[To-do item]: Quote every one of the lines below word for word, omitting the pictures.

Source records
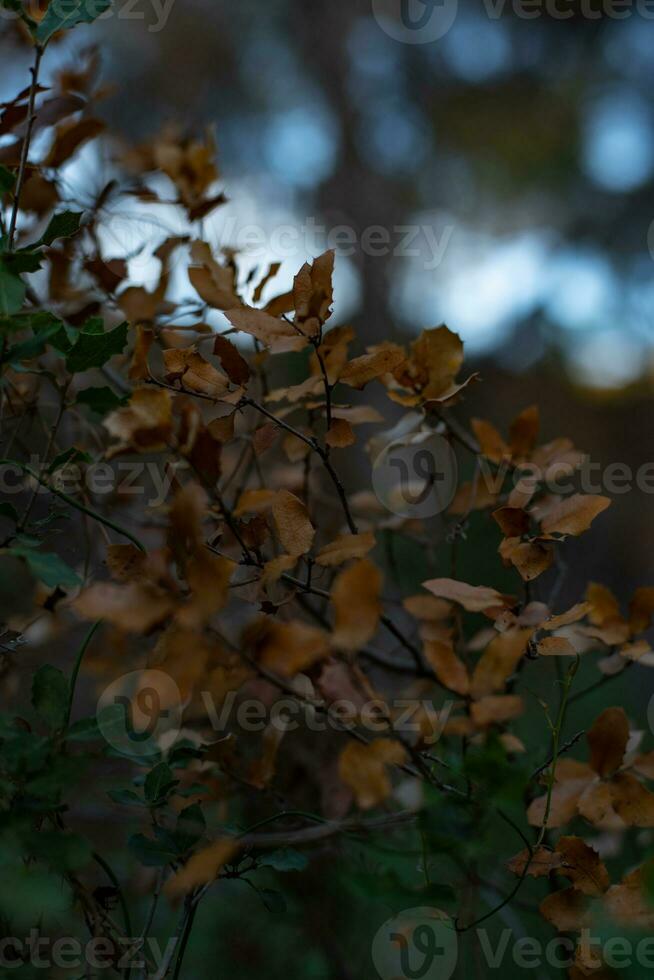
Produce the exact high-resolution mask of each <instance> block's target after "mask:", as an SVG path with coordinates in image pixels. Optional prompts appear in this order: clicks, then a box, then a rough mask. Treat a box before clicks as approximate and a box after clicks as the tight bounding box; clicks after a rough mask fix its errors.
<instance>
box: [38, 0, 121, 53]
mask: <svg viewBox="0 0 654 980" xmlns="http://www.w3.org/2000/svg"><path fill="white" fill-rule="evenodd" d="M110 6H111V0H50V6H49V7H48V9H47V11H46V15H45V17H44V18H43V20H42V21H41V23H40V24H39V26H38V28H37V30H36V35H35V36H36V40H37V41H38V43H39V44H41V45H44V46H45V45H46V44H47V43H48V41H49V40H50V38H51V37H52V35H53V34H56V33H57V31H69V30H70V29H71V28H72V27H76V26H77V24H92V23H93V21H94V20H96V19H97V18H98V17H99V16H100V14H103V13H104V12H105V10H108V9H109V7H110Z"/></svg>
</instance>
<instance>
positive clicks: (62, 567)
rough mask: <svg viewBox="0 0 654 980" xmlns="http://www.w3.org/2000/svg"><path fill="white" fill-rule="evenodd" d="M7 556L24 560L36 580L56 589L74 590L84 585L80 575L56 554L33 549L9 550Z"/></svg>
mask: <svg viewBox="0 0 654 980" xmlns="http://www.w3.org/2000/svg"><path fill="white" fill-rule="evenodd" d="M7 554H10V555H15V556H16V557H17V558H24V559H25V561H26V562H27V564H28V565H29V567H30V571H31V572H32V575H34V577H35V578H38V579H39V581H40V582H43V584H44V585H47V586H48V588H50V589H54V588H56V587H57V586H58V585H60V586H61V588H62V589H74V588H76V587H77V586H78V585H81V584H82V580H81V578H80V577H79V575H78V574H77V573H76V572H74V571H73V569H72V568H71V567H70V566H69V565H67V564H66V562H65V561H63V560H62V559H61V558H60V557H59V555H56V554H54V552H47V551H35V550H34V549H33V548H25V547H21V546H18V547H14V548H8V549H7Z"/></svg>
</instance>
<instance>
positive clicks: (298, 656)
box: [256, 620, 330, 677]
mask: <svg viewBox="0 0 654 980" xmlns="http://www.w3.org/2000/svg"><path fill="white" fill-rule="evenodd" d="M329 653H330V637H329V634H328V633H325V632H324V631H323V630H321V629H318V628H317V627H315V626H309V625H308V624H307V623H302V622H300V621H299V620H291V621H290V622H288V623H281V622H277V621H273V620H270V621H268V622H266V623H265V624H264V627H263V630H262V633H261V635H259V636H258V637H257V639H256V656H257V660H258V662H259V663H260V664H261V666H262V667H265V668H266V669H267V670H272V671H274V672H275V673H276V674H279V675H280V677H294V676H295V674H298V673H300V671H302V670H306V669H307V668H309V667H311V666H313V664H315V663H318V662H319V661H320V660H325V659H326V658H327V657H328V656H329Z"/></svg>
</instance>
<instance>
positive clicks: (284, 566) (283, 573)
mask: <svg viewBox="0 0 654 980" xmlns="http://www.w3.org/2000/svg"><path fill="white" fill-rule="evenodd" d="M296 565H297V555H278V557H277V558H272V559H271V560H270V561H267V562H266V563H265V565H264V566H263V572H262V574H261V584H262V585H264V586H266V585H274V583H275V582H278V581H279V579H280V578H281V577H282V575H283V574H284V572H290V570H291V569H292V568H295V566H296Z"/></svg>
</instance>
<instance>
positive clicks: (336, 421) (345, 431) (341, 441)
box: [325, 419, 356, 449]
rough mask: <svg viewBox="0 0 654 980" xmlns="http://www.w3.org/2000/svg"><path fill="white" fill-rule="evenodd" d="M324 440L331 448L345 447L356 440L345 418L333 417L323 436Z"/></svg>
mask: <svg viewBox="0 0 654 980" xmlns="http://www.w3.org/2000/svg"><path fill="white" fill-rule="evenodd" d="M325 442H326V443H327V445H328V446H331V447H332V448H333V449H345V448H346V447H347V446H352V445H354V443H355V442H356V436H355V435H354V432H353V430H352V426H351V425H350V423H349V422H346V421H345V419H334V421H333V422H332V424H331V428H330V429H329V432H328V433H327V435H326V436H325Z"/></svg>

[Task answer]:
Produce the exact high-resolution mask of each <instance> block's target after "mask:", as an SVG path with coordinates in image pixels. Optional prompts appear in this order: clicks, then a box, then a rough mask. Treat a box before clicks as approximate and a box after clicks as the tight bounding box; clicks after a rough mask fix its errors.
<instance>
box: [38, 0, 121, 53]
mask: <svg viewBox="0 0 654 980" xmlns="http://www.w3.org/2000/svg"><path fill="white" fill-rule="evenodd" d="M110 6H111V0H50V6H49V7H48V9H47V11H46V15H45V17H44V18H43V20H42V21H41V23H40V24H39V26H38V28H37V30H36V35H35V36H36V40H37V41H38V43H39V44H41V45H44V46H45V45H46V44H47V43H48V41H49V40H50V38H51V37H52V35H53V34H56V33H57V31H69V30H70V29H71V28H72V27H76V26H77V24H92V23H93V21H94V20H96V19H97V18H98V17H99V16H100V14H103V13H104V12H105V10H108V9H109V7H110Z"/></svg>
</instance>
<instance>
positive clicks: (62, 567)
rough mask: <svg viewBox="0 0 654 980" xmlns="http://www.w3.org/2000/svg"><path fill="white" fill-rule="evenodd" d="M7 556L24 560L36 580L56 589L74 590L84 585L80 575L56 554L33 549L9 550Z"/></svg>
mask: <svg viewBox="0 0 654 980" xmlns="http://www.w3.org/2000/svg"><path fill="white" fill-rule="evenodd" d="M7 554H10V555H15V556H16V557H17V558H24V559H25V561H26V562H27V564H28V565H29V567H30V571H31V572H32V575H34V577H35V578H38V579H39V581H40V582H43V584H44V585H47V586H48V588H50V589H54V588H56V587H57V586H58V585H60V586H61V588H62V589H74V588H76V587H77V586H78V585H81V584H82V580H81V578H80V577H79V575H78V574H77V573H76V572H74V571H73V569H72V568H71V567H70V566H69V565H67V564H66V562H65V561H63V560H62V559H61V558H60V557H59V555H56V554H54V552H47V551H35V550H34V549H33V548H25V547H21V546H18V547H14V548H8V549H7Z"/></svg>
</instance>
<instance>
positive clicks: (298, 656)
box: [256, 620, 330, 677]
mask: <svg viewBox="0 0 654 980" xmlns="http://www.w3.org/2000/svg"><path fill="white" fill-rule="evenodd" d="M329 653H330V637H329V634H328V633H325V632H324V631H323V630H321V629H318V628H317V627H315V626H309V625H308V624H307V623H302V622H300V621H299V620H291V621H290V622H288V623H281V622H277V621H273V620H270V621H268V622H266V623H265V624H264V627H263V630H262V633H261V635H259V636H258V637H257V639H256V656H257V660H258V662H259V663H260V664H261V666H262V667H265V668H266V669H267V670H272V671H274V672H275V673H276V674H279V675H280V677H294V676H295V674H298V673H300V671H302V670H306V669H307V668H309V667H311V666H313V664H315V663H318V662H319V661H320V660H325V659H326V658H327V657H328V656H329Z"/></svg>
</instance>
<instance>
positive clicks: (284, 566) (283, 573)
mask: <svg viewBox="0 0 654 980" xmlns="http://www.w3.org/2000/svg"><path fill="white" fill-rule="evenodd" d="M296 565H297V555H278V557H277V558H272V559H271V560H270V561H267V562H266V563H265V565H264V566H263V572H262V574H261V584H262V585H264V586H266V585H274V583H275V582H278V581H279V579H280V578H281V577H282V575H283V574H284V572H290V570H291V569H292V568H295V566H296Z"/></svg>
</instance>
<instance>
positive clicks: (336, 421) (345, 431) (341, 441)
box: [325, 419, 356, 449]
rough mask: <svg viewBox="0 0 654 980" xmlns="http://www.w3.org/2000/svg"><path fill="white" fill-rule="evenodd" d="M324 440L331 448L345 447L356 440L345 418L333 417L323 436Z"/></svg>
mask: <svg viewBox="0 0 654 980" xmlns="http://www.w3.org/2000/svg"><path fill="white" fill-rule="evenodd" d="M325 442H326V443H327V445H328V446H331V447H332V448H333V449H345V448H346V447H347V446H352V445H354V443H355V442H356V436H355V435H354V432H353V430H352V426H351V425H350V423H349V422H346V421H345V419H334V421H333V422H332V424H331V428H330V429H329V432H328V433H327V435H326V436H325Z"/></svg>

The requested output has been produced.